Given request
Transcribe word for word the lines spanning the line with "Query: light skin hand" through the end of the records.

Input material
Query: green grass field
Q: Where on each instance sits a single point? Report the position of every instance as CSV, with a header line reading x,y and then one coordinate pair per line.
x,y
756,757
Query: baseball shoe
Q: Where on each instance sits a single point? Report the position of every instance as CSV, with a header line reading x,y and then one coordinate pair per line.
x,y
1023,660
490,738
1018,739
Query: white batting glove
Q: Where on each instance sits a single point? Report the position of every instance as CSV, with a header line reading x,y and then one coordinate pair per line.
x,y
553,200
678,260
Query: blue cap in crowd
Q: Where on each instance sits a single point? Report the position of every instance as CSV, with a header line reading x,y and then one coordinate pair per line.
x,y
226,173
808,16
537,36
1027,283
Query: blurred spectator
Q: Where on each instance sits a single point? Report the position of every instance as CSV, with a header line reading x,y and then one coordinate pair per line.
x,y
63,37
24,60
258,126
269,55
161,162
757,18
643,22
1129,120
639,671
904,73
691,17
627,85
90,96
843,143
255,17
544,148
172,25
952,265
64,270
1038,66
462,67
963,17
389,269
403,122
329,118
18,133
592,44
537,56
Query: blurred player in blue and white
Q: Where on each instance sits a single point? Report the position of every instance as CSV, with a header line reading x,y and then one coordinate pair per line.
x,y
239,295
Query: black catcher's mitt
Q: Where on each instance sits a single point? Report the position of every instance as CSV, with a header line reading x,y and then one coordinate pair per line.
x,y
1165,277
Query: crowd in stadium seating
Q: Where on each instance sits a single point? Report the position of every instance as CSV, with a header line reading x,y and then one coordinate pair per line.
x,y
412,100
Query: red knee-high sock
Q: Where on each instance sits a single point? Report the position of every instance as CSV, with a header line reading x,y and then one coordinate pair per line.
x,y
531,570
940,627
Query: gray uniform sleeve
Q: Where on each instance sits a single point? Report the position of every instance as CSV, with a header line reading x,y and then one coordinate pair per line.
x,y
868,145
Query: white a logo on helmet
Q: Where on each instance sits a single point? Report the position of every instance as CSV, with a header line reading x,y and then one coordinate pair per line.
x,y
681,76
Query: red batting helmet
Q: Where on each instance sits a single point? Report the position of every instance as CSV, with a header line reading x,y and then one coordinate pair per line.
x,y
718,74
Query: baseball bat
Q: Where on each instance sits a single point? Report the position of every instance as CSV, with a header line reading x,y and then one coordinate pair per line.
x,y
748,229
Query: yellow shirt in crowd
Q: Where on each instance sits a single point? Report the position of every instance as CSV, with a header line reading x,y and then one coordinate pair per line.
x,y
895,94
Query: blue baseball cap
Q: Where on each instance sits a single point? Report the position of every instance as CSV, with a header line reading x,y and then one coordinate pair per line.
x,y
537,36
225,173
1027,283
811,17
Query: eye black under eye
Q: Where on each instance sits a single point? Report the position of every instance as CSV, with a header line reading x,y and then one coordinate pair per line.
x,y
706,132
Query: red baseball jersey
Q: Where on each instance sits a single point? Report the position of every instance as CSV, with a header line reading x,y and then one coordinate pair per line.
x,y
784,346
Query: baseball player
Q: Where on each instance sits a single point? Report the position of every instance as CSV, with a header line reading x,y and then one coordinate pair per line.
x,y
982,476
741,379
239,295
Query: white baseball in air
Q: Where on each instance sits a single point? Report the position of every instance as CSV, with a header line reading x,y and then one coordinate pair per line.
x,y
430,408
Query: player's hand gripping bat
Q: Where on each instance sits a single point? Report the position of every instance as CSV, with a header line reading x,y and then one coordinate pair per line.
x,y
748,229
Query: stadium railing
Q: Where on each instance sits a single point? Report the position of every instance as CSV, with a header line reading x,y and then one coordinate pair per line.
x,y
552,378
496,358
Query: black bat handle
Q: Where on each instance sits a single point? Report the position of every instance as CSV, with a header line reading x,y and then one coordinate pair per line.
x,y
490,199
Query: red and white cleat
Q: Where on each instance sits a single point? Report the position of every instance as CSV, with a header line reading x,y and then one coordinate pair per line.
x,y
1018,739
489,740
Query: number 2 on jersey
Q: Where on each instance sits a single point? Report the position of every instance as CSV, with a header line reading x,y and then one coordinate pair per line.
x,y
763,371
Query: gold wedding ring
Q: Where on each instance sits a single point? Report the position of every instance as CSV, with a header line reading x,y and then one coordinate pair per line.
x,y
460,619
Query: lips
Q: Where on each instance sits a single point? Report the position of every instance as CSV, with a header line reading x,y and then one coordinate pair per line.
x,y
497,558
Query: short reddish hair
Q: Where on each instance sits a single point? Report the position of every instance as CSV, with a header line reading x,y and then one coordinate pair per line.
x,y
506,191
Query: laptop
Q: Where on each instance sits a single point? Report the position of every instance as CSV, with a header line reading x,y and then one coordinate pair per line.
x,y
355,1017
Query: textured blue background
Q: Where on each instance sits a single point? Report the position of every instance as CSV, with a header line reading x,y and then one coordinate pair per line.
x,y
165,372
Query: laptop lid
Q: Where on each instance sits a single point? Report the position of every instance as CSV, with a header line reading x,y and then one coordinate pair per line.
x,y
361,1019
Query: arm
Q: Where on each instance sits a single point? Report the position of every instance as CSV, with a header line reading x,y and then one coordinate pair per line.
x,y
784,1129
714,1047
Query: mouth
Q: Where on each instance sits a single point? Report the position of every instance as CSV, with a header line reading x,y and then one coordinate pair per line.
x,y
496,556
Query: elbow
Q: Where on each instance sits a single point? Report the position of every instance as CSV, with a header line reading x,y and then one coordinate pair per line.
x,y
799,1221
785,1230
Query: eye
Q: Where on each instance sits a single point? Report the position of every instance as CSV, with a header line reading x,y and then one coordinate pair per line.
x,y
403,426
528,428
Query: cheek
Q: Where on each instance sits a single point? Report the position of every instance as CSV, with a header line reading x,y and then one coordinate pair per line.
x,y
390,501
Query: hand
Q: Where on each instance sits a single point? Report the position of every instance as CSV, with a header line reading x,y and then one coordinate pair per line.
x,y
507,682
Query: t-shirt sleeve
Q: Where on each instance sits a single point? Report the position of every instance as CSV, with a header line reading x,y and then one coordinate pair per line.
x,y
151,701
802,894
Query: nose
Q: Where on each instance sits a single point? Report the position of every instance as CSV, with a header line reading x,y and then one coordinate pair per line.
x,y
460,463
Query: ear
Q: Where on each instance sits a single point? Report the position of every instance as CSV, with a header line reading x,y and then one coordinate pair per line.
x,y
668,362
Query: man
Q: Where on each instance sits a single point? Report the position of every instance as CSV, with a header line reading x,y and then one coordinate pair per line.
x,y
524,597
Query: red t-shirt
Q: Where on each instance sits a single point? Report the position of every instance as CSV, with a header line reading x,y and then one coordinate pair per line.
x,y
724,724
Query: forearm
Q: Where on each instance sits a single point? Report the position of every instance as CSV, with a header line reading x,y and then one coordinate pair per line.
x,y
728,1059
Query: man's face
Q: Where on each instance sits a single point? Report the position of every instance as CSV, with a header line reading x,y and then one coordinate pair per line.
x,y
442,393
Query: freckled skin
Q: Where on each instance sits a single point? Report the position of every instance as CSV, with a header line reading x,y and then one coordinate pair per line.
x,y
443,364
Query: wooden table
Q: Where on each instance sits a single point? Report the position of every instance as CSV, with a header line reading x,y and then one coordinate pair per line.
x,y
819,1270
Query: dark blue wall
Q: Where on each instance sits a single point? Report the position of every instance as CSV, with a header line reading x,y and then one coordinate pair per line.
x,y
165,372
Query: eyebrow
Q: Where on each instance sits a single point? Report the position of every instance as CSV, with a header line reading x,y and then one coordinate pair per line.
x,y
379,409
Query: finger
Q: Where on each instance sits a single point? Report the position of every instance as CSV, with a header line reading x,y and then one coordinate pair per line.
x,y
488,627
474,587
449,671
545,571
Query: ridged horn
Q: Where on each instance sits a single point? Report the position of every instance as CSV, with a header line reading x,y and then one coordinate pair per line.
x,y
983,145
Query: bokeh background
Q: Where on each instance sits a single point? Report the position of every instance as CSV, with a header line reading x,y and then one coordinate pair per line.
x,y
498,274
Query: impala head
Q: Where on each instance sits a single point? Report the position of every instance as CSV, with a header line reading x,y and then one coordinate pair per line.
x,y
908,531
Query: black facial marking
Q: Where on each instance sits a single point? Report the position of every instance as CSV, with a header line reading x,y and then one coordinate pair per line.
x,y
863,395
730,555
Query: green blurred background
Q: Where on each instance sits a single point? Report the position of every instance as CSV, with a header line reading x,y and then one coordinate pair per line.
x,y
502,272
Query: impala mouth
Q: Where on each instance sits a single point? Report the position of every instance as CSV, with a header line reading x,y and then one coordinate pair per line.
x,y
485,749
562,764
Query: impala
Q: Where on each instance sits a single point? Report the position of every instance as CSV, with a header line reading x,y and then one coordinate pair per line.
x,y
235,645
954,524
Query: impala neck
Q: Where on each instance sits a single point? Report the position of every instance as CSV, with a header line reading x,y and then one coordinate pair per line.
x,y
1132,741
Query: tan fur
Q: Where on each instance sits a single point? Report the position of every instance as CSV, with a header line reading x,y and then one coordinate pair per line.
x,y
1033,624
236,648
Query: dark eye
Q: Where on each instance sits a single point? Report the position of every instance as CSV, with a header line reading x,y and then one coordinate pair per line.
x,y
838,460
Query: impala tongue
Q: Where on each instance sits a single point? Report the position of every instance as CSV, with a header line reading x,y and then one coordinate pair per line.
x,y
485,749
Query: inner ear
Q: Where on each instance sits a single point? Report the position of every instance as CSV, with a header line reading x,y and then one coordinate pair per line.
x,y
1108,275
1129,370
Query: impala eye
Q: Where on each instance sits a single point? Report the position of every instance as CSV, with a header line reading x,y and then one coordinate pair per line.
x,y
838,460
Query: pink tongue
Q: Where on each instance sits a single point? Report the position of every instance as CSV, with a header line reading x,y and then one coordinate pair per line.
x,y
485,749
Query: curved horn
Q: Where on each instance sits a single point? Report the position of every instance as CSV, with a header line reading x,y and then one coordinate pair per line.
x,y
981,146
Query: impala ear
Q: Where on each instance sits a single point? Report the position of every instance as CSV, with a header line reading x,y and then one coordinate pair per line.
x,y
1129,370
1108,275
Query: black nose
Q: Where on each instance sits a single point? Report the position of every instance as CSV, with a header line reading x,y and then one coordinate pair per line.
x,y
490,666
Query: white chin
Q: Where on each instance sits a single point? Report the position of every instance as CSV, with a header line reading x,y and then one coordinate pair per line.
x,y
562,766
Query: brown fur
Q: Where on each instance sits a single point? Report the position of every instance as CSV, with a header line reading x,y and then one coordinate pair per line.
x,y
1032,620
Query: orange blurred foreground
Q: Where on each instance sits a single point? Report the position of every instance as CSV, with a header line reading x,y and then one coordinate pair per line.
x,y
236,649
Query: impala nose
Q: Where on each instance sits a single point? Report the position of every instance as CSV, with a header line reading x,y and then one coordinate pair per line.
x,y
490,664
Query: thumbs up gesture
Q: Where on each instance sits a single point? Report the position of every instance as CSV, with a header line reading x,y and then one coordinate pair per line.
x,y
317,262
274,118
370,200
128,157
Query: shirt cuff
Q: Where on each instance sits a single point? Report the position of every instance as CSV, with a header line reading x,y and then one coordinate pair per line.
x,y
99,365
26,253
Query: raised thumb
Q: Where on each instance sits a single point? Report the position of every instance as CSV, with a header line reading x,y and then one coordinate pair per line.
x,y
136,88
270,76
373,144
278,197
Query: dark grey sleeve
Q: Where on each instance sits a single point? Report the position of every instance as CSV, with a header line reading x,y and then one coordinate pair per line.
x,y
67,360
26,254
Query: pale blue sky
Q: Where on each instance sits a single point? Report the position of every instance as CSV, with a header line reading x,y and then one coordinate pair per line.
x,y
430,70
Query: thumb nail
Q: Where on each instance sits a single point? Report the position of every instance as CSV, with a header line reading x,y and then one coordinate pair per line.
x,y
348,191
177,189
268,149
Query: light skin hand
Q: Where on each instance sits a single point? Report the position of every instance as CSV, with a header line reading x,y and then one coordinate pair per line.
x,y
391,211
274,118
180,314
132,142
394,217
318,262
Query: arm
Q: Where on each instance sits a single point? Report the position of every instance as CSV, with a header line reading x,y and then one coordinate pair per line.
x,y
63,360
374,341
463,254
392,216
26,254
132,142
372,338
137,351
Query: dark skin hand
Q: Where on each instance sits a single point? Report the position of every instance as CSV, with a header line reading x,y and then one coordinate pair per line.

Answer below
Query: light skin hand
Q: Where on each instance sits a single point? Report the position of every instance as CSV, with a header line reading x,y and then one coordinate pair per line.
x,y
391,211
274,118
180,314
132,142
394,217
318,262
Query: arm
Q: Where on each instance sits a single point? Report the position of every instance as CSV, with a header line reading x,y and then one coordinate pair per line.
x,y
63,360
374,341
463,254
392,216
26,254
132,142
372,338
137,351
Query: dark skin hand
Q: Where on each instance sits a single point? Report the position of every instance as CSV, with a header line reading x,y and then one coordinate pair per line.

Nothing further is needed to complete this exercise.